[Location identification entries]
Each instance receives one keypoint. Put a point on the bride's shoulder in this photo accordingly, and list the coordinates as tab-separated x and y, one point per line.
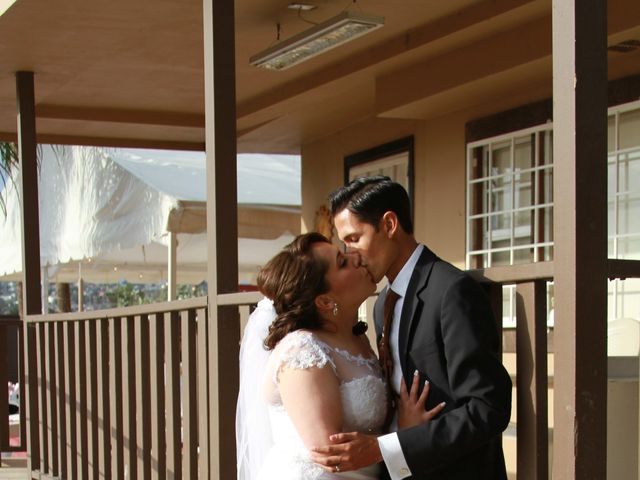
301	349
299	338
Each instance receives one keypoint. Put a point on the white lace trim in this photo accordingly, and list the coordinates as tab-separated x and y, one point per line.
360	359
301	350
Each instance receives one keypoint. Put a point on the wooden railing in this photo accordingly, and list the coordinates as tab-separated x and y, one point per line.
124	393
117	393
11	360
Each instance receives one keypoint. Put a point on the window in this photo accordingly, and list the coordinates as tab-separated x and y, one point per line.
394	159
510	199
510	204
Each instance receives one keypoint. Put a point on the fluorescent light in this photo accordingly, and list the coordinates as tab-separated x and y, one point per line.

* * *

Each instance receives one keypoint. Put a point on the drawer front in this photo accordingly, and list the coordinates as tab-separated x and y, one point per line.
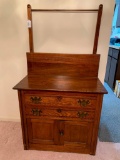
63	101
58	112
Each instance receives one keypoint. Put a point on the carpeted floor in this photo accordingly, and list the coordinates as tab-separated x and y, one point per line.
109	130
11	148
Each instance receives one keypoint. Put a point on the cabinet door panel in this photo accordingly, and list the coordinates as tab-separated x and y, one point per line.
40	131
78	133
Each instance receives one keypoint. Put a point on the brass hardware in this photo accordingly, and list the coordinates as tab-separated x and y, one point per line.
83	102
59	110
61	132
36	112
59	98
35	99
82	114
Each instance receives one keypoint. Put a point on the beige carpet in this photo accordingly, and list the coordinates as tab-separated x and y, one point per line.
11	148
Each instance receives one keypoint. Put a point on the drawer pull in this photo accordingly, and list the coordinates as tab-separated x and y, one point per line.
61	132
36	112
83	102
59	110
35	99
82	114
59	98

---

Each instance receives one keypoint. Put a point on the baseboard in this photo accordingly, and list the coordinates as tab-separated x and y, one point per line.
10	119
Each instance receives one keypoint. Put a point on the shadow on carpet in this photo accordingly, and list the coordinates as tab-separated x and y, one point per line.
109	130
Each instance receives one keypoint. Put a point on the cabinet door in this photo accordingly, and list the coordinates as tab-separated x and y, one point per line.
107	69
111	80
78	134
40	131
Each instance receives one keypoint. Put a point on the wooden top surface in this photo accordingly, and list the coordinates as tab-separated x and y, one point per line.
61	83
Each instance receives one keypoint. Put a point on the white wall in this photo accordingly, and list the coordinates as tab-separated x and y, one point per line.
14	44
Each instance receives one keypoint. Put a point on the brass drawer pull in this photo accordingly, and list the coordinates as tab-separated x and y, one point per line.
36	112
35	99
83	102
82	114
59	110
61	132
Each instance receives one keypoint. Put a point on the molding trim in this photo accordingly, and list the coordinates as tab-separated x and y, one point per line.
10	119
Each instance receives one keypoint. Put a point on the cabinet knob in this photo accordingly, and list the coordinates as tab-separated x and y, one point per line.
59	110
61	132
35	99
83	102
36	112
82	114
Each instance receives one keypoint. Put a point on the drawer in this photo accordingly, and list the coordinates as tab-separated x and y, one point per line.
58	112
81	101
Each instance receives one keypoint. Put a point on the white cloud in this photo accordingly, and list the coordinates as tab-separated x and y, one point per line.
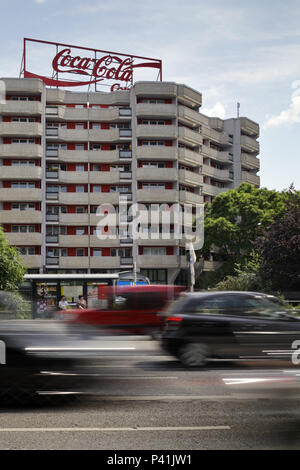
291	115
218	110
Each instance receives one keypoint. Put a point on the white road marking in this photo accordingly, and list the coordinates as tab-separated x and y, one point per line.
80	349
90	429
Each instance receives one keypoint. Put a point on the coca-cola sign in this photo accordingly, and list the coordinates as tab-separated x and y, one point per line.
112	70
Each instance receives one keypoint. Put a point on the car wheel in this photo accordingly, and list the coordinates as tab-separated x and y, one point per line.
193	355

▸ **The request**: Copy out verbatim the lines from the one containing "the wooden railing" through the one containing "on the fluorescent", including both of those lines.

▸ **Solution to this task**:
Each instance receives one keypoint. Put a point on the wooden railing in this photo accordingly, and list the coordinates as tab-separated x and y, one point per line.
124	393
117	393
11	360
Each instance receives one keypoint. Put a point on the window in this photo accordingly, and list the coordinates as tab-separated x and y, one point per line.
394	159
510	199
510	204
Each instance receives one keypoint. Put a point on the fluorescent light in this photo accordingly, and list the coordinates as tab-separated x and y, one point per line.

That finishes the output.